> **SOURCE PASSAGE**
------------
How to Manage Projects with Asana

John Tabita

“Did you have a chance to look at that email?”

Unsure of where to go next, my pointer hovered over my inbox.

The email my boss was referring to was a collateral piece she wanted my opinion on. I know I’d received it, but who sent it? One of the designers? Did my boss forward it? My mind went blank.

After digging through various inbox folders, I finally laid eyes on the most recent version, and we were able to continue our conversation.

If that sounds familiar, then you know the frustration of using email as a project management and collaboration tool. So stop already.

Author Robert Fritz teaches that every moment you realize you are unhappy or frustrated with a situation is “your point of power”, for now you have a clear Picture of how you don’t want things to be. Imagine the exact opposite of that frustrating situation and there you have the makings of your vision. – The Path

I imagined a tool where conversations existed in one place, instead of scattered across a dozen “reply all” emails. But does such a tool exist?

Of course it does. But the problem wasn’t finding one as much as choosing from the dozens available.

I’d used Asana a few years back and upon revisiting it, I was pleasantly surprised with the improvements they’d made. So here’s an inside look at how our team of two marketers, two designers, a copywriter, a sales director, my boss and myself use it to collaborate on marketing projects.

Setting Up Asana

The first step was deciding on the organizational structure. Asana uses the following hierarchy:

  1. Workspaces
  2. Projects
  3. Tasks
  4. Sub Tasks


Asana’s free version allows 15 members per Workspace. Each Workspace is a self-contained unit, so Projects and Tasks from one Workspace won’t appear in another.

This is important because if you have too many Workspaces, you’ll have to jump back and forth between each to manage all your projects. So rather than creating multiple Workspaces, I made a single Workspace called “Marketing.”


Next, I added our current projects. These appear on the left sidebar:

Project Sidebar

Setting up an inbound campaign requires the same steps every time. So I created a reusable Project named “Template” that included each of those steps as Tasks.

You duplicate the template by choosing “Use as Template (Copy Project)” from the Project menu drop down.

Copy Project

Tasks and Sub Tasks

Within each Project, you have the ability to create Tasks and Sub Tasks. In the next section, I’ll use a real world example to show you how that works.

Managing Campaigns with Asana

The following Project was a campaign for a webinar we offered in April. It involved five people and multiple steps. Here’s how we set it up in Asana:


You’ll notice completed Tasks are grayed out. Asana defaults to showing incomplete tasks only. But by changing the view to “All Tasks,” I’m able to see both.

On the right, you can see which team member each Task is assigned to, along with the due date.

You can also view a graph of the Project’s progress and notify your team if it’s off track.

Project Progress

Managing Assets with Asana

Most campaigns require assets like an ebook, CTA button or infographic. Asana integrates with Dropbox, Google Drive and Box, so attaching files from a shared folder in one of these services simplifies asset management.

Manage Assets

Unlike images, files like PowerPoint or Word don’t display a preview. So unless you keep them in a shared Box, Drive or Dropbox folder, you’ll have to download the attached file to view it.

Using a shared folder has the added advantage of showing the most recent version.
------------
> **DATA PROVIDED**
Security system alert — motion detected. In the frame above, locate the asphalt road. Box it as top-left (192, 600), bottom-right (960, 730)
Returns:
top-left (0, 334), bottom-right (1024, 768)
------------
> **GIVEN EXERCISE**
Copy the passage of the Asana article above word for word, starting at "Project Progress" and ending at "to view it.".

> **ANSWER IN FULL**
Project Progress

Managing Assets with Asana

Most campaigns require assets like an ebook, CTA button or infographic. Asana integrates with Dropbox, Google Drive and Box, so attaching files from a shared folder in one of these services simplifies asset management.

Manage Assets

Unlike images, files like PowerPoint or Word don’t display a preview. So unless you keep them in a shared Box, Drive or Dropbox folder, you’ll have to download the attached file to view it.